▶ _What to work on_
**1)** Decide whether each statement below agrees with the tailgate stiffening text, answering yes or no and quoting the words of the text that decide it. (a) The reinforced section of the inner panel was made thicker than the original panel. (b) The second mode rose from 27.8 Hz to 31.5 Hz after the modification. (c) The stiffness of the guide bumper can be raised by enlarging its contact area.
**2)** Write the next part of the tailgate stiffening text, picking up after its final sentence.

▶ _Text excerpt_
## START
Summarizing the specific improvement strategies for the tailgate considering the impact of the analyzed key design factors, the following points can be noted. First, increasing the stiffness of the guide bumper can be effectively implemented by increasing its contact area, providing a corresponding effect without the need for complex changes in the components’ properties or significant alterations in the design. However, increasing Young's modulus of the outer panel improved the first and second modes. However, practically doubling the Young's modulus of the entire outer panel, which would require drastic changes in the panel's properties or thickness, is unrealistic because of concerns regarding cost and weight increases. Additionally, the outer panel is associated with the tailgate spoiler, lamps, and garnish and contributes to the overall design of the vehicle's rear. Consequently, implementing improvements using features such as reinforcements similar to the inner panel is challenging owing to various design constraints. Because applying improvement measures to the outer panel presents difficulties, a viable approach would be to focus on design changes near the central area of the inner panel, which is relatively free from design constraints within the vehicle. However, based on previous analysis results, increasing the Young's modulus in this area did not result in a significant improvement. Therefore, alternative solutions are required to address this issue.
A method for reinforcing the weak area in the inner panel of the tailgate was analyzed by modifying the panel shape, as shown in
Figure 17. A reinforcing structure was introduced as a long horizontal rectangle located at the bottom, where deformation occurred in the tailgate modes. This structure, which fills some of the existing holes in the inner panel, connects the previously disconnected parts of the panel horizontally, thereby enhancing the stiffness of the panel against bending. To assess the improvement realistically, the modified section of the inner panel was maintained at the same thickness and properties as the original panel. Modal analysis was conducted on the improved tailgate, confirming an increase of 0.8 Hz from 21.5 Hz to 22.3 Hz in the first mode and an increase of 3.7 Hz from 27.8 Hz to 31.5 Hz in the second mode. This allowed for an analytical evaluation of the stiffening effect achieved through the shape modification of the tailgate inner panel.
## END
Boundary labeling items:
## START
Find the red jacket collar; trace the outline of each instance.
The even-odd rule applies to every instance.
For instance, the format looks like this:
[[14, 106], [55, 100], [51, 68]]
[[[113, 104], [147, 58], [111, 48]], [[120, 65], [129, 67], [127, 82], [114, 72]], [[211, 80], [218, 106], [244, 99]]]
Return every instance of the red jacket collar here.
## END
▶ _Responses by task_
**1)**
(a) No: "the modified section of the inner panel was maintained at the same thickness and properties as the original panel"
(b) Yes: "an increase of 3.7 Hz from 27.8 Hz to 31.5 Hz in the second mode"
(c) Yes: "increasing the stiffness of the guide bumper can be effectively implemented by increasing its contact area"

**2)**
The improvement in the natural frequencies using the major variables in the tailgate corresponds to the fore-aft behavior of the tailgate, which generates a booming noise. First, enhancement by increasing the stiffness of the tailgate guide bumper suppresses the rigid-body behavior in the fore-aft direction, thereby mitigating the relevant mode shapes and reducing the likelihood of booming noise. In addition, improvements involving increasing Young's modulus of the outer panel and structural modifications near the weak area in the lower central part of the inner panel, where dominant deformations occur, reinforce the stiffness of the vulnerable points in the tailgate by enhancing the overall stiffness of the tailgate panel. This reduced the possibility of booming noise caused by the tailgate.
To quantitatively assess the improvement effects on the dynamic characteristics of the tailgate under typical road-induced excitations, a random vibration analysis was conducted. As depicted in
Figure 18, a base corresponding to the part connected to the vehicle, that is, the tailgate, was created. Random excitations were applied vertically to the base to simulate the forces induced by road driving, and the tailgate response was analyzed. The random analysis method adhered to the procedures outlined in Part 3 Mechanical loads of the International Organization for Standardization (ISO) 16750-3:2007 (E). The frequency range for random excitation was set from 1 Hz to 1,000 Hz, with an acceleration root mean square (RMS) of 27.8 m/s
2 (
Figure 19). Following the guidelines of ISO 16750-3, a Power Spectral Density (PSD) of the acceleration acted vertically on the base surface. The deformation at the maximum deflection point on the tailgate was compared across different models. The analysis was performed using a commercial finite element analysis software (Ansys 2022 R1) with a Random Vibration module. Rayleigh damping was applied during the damping value extraction process. The frequency range corresponding to the half-power bandwidth was computed using the tailgate frequency response function (FRF) obtained under real vehicle conditions. The damping ratios for the first and second modes were extracted based on the Q-factor. Mass coefficient
, and stiffness coefficient
were obtained and utilized as input values for the Ansys random vibration analysis conditions.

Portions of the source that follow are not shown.